Source data
□ □ □ □
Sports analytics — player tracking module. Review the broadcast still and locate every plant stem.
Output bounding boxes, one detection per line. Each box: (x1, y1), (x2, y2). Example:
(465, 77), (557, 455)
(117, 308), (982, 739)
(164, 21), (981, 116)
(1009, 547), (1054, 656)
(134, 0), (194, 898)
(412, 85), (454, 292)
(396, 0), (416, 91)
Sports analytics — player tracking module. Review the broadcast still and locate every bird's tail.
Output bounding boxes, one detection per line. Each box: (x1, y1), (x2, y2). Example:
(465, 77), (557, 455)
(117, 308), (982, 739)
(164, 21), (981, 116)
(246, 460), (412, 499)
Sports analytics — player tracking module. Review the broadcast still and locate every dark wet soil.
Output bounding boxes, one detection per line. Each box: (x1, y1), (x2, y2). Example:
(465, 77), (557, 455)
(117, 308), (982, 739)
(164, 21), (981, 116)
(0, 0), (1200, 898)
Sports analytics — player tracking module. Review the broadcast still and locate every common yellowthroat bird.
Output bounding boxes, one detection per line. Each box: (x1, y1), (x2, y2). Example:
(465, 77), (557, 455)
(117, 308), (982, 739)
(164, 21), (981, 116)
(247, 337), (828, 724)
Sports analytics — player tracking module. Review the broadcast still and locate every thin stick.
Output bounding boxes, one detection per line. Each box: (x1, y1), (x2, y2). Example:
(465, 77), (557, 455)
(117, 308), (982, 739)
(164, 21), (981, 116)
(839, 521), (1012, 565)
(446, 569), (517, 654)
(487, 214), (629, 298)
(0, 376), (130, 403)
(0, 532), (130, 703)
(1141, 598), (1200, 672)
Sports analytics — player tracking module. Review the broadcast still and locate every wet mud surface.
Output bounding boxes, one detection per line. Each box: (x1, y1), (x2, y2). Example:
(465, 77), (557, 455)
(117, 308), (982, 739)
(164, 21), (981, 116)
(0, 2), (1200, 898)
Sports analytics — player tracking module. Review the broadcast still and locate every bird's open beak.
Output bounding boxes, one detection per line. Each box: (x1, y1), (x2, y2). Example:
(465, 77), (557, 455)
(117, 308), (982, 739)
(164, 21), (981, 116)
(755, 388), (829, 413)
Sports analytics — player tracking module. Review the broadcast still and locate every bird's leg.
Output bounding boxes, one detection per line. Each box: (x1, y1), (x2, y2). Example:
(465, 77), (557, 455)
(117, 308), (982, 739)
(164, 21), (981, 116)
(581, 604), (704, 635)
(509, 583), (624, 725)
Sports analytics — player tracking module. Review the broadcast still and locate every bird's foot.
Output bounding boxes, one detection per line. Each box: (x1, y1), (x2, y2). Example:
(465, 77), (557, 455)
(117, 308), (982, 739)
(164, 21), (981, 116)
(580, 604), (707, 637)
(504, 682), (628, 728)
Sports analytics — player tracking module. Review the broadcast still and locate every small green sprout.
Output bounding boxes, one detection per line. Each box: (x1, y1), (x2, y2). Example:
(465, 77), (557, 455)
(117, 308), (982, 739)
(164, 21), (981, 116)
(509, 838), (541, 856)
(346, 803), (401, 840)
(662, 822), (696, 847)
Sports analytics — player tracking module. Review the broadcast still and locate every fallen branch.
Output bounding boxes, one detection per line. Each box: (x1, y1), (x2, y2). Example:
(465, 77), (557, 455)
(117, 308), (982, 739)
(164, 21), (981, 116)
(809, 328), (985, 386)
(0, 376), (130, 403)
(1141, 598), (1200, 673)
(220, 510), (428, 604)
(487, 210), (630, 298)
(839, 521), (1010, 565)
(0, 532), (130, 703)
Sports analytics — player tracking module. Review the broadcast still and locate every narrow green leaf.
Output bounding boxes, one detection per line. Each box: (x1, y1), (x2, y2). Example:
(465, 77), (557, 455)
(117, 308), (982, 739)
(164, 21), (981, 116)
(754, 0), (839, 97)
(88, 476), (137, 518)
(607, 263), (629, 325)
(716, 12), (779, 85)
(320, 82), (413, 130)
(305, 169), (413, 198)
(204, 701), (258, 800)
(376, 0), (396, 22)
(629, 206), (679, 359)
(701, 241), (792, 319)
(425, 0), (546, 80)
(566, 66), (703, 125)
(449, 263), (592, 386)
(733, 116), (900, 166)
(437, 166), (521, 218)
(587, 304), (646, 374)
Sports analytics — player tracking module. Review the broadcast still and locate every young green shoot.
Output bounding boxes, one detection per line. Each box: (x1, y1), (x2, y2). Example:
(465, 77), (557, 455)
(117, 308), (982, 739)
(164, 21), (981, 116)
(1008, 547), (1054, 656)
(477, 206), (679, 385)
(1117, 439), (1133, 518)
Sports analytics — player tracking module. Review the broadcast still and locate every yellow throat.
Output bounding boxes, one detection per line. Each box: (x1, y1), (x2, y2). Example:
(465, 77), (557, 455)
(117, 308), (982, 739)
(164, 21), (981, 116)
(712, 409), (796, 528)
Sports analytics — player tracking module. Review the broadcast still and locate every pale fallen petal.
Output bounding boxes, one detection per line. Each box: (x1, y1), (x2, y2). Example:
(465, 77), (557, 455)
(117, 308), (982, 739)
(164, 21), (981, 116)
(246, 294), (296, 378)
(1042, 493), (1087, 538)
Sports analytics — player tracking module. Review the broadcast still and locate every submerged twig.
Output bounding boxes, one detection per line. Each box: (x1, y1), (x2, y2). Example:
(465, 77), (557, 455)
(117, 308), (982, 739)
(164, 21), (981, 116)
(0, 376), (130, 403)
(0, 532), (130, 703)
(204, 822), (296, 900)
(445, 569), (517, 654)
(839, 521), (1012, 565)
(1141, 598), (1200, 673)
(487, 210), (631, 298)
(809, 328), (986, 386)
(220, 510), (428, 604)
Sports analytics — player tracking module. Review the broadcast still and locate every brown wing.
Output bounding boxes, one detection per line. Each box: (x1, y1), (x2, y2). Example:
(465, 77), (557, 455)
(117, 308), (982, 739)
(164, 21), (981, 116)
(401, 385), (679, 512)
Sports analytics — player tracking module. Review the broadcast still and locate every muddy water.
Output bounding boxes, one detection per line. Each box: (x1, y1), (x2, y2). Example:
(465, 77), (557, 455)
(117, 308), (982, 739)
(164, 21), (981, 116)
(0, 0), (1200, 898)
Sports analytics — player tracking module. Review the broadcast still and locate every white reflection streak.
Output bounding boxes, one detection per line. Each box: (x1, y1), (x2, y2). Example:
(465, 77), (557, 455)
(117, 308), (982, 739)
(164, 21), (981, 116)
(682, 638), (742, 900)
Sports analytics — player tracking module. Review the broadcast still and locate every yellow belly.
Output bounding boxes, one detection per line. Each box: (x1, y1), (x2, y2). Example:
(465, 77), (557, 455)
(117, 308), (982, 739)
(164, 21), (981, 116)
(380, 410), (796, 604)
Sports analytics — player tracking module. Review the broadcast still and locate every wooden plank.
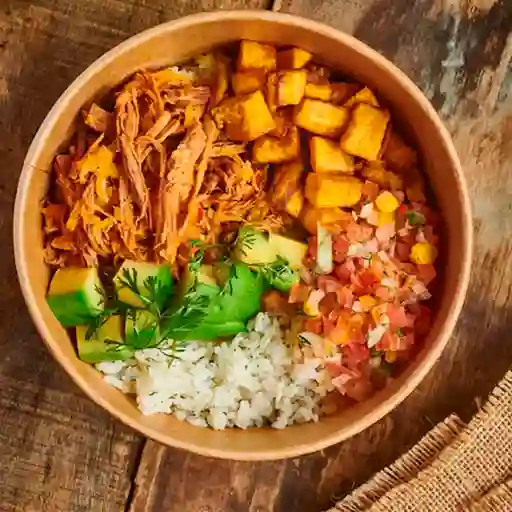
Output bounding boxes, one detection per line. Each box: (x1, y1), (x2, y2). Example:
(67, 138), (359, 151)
(0, 0), (272, 512)
(130, 0), (512, 512)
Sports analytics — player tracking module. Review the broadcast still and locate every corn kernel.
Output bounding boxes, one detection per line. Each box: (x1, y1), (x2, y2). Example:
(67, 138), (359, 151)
(359, 295), (377, 311)
(375, 190), (400, 213)
(384, 350), (396, 363)
(410, 242), (437, 265)
(378, 212), (395, 226)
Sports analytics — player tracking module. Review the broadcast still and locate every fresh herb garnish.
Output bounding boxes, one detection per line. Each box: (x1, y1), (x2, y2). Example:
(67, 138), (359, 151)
(235, 229), (258, 256)
(86, 260), (209, 356)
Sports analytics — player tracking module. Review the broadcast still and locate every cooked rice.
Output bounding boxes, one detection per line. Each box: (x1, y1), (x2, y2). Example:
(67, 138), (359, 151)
(97, 313), (332, 430)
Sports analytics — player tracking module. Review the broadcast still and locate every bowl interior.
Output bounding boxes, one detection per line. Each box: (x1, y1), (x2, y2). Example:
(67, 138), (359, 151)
(14, 12), (471, 460)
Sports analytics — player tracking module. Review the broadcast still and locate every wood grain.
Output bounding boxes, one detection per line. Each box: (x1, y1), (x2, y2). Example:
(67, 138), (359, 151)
(0, 0), (512, 512)
(131, 0), (512, 512)
(0, 0), (266, 512)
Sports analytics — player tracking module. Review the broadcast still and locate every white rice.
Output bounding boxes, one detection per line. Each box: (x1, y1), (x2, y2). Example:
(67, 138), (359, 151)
(97, 313), (332, 430)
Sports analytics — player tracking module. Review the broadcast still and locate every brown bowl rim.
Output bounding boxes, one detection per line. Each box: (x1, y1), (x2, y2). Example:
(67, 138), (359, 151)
(13, 10), (473, 461)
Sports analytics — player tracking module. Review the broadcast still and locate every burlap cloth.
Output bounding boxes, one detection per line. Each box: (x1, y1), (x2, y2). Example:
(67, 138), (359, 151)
(328, 370), (512, 512)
□ □ □ □
▶ _Work required_: Copy the rows exactly, from the first line down to and including the line that contains "(247, 337), (828, 724)".

▶ _Task answer_:
Sports analytics — player tracking module. Review the broadcast still and locate every plant stem.
Output bounding boxes, one detection per line. Each box: (x1, y1), (x2, y2). Example:
(465, 77), (557, 455)
(117, 308), (982, 739)
(164, 21), (981, 116)
(1009, 547), (1054, 656)
(134, 0), (194, 898)
(412, 85), (454, 292)
(396, 0), (416, 91)
Sports analytics — player tracking module. Review the broadcast still and locate every bird's tail.
Output bounding boxes, one detection per line. Each box: (x1, y1), (x2, y2). Example:
(465, 77), (557, 455)
(117, 308), (982, 739)
(164, 21), (981, 116)
(246, 460), (412, 499)
Sports analytics — player tracking module. Review the broadcast still and locate every dark wet soil.
Output bounding boxes, one detection per line. Each box: (x1, y1), (x2, y2). Example:
(465, 77), (557, 455)
(117, 308), (982, 739)
(164, 21), (981, 116)
(0, 0), (1200, 898)
Sports analytics — player tracking module. Review the broadcast still and locate every common yellowthroat bird.
Output bounding boxes, one detection per line. Each box: (x1, y1), (x2, y2). Example:
(465, 77), (557, 455)
(117, 308), (982, 739)
(164, 21), (981, 116)
(247, 337), (828, 724)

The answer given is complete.